Shift every bounding-box coordinate up by 126 in the entries from the start through the line containing "xmin=133 ymin=66 xmax=589 ymax=404". Reproduce that whole span with all its other text left unchanged.

::::

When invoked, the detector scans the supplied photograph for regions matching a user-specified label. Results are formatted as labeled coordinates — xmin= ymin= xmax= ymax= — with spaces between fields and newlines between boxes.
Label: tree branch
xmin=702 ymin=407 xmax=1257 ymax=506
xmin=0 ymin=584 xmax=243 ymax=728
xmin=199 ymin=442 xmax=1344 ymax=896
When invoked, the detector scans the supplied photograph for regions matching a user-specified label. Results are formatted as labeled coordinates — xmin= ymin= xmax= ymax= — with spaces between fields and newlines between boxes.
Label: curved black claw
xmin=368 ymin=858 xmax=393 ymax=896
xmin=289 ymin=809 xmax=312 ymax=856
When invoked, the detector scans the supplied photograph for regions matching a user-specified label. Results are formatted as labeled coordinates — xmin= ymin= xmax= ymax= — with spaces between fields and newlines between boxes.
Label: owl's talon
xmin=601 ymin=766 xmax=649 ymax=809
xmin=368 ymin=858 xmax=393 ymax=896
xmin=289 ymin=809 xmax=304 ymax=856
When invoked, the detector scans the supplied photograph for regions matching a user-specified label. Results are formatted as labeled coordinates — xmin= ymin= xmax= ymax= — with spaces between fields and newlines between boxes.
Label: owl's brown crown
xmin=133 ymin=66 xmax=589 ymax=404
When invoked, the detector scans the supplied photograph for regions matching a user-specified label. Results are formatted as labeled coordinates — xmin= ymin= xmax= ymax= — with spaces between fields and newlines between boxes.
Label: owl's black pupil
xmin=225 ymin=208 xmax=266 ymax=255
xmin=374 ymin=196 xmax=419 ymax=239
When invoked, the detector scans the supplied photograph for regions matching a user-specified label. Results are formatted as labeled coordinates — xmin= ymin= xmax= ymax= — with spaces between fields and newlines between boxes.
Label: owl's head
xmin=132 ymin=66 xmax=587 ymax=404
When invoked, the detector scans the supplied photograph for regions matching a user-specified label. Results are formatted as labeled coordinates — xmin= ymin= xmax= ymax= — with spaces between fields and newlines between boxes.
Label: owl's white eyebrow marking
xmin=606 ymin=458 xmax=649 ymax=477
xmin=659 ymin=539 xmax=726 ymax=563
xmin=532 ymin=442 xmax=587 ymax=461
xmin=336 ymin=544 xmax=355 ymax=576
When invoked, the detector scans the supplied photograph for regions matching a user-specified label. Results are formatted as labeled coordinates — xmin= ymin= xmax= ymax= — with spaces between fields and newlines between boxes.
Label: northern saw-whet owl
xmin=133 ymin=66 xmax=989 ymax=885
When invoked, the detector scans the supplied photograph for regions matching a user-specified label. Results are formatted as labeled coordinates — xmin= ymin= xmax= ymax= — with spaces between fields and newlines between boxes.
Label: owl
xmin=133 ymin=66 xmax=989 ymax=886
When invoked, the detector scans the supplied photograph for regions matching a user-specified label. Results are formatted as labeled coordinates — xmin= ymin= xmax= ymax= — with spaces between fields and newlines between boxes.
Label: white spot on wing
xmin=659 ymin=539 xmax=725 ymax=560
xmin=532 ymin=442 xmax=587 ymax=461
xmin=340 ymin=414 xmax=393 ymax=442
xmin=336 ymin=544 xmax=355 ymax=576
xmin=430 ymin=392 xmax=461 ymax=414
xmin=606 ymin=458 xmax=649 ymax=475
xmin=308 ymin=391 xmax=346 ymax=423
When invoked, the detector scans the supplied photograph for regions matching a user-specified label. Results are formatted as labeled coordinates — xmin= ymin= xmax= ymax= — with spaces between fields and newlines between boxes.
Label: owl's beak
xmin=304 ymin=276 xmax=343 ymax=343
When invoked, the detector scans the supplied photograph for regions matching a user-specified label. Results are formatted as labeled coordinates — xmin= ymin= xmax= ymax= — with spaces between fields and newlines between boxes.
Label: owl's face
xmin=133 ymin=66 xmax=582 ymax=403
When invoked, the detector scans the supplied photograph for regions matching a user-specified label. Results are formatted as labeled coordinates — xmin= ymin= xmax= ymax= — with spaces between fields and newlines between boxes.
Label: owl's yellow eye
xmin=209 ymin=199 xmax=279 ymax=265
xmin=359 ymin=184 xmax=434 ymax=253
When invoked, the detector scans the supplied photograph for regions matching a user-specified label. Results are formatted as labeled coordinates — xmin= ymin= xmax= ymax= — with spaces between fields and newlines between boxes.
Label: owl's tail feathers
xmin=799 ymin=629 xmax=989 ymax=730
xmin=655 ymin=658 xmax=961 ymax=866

::::

Full answer |
When invoked, the detector scans the supplied photograph for regions matching a user-specified label. Results are formatted as labeled coordinates — xmin= ymin= xmax= ymax= — with spaces between fields and newlines between boxes.
Label: tree branch
xmin=828 ymin=533 xmax=1383 ymax=632
xmin=126 ymin=710 xmax=369 ymax=854
xmin=325 ymin=568 xmax=1470 ymax=1022
When invoked, the detector scans the supplied photograph for regions matching a user-specified label. Results are formatted as labeled coordinates — xmin= ymin= xmax= ymax= — with spaces between fields and newlines between boxes.
Label: curved black claw
xmin=494 ymin=984 xmax=519 ymax=1022
xmin=415 ymin=935 xmax=438 ymax=982
When invoked, the detector scans the supplied photograph for regions matching a user-specified label. Results are formatted as labeled coordinates — xmin= ymin= xmax= ymax= — with spaces between fields and newlines between boxes.
Label: owl's talon
xmin=727 ymin=892 xmax=775 ymax=935
xmin=494 ymin=984 xmax=519 ymax=1022
xmin=415 ymin=935 xmax=430 ymax=982
When invoked, the detector scans the supplied photograph for regions matching a user-specified label. Results are formatted as labeled coordinates — xmin= ymin= xmax= ymax= — with spaces between fields and newlines between boxes.
Label: owl's brown crown
xmin=259 ymin=192 xmax=715 ymax=530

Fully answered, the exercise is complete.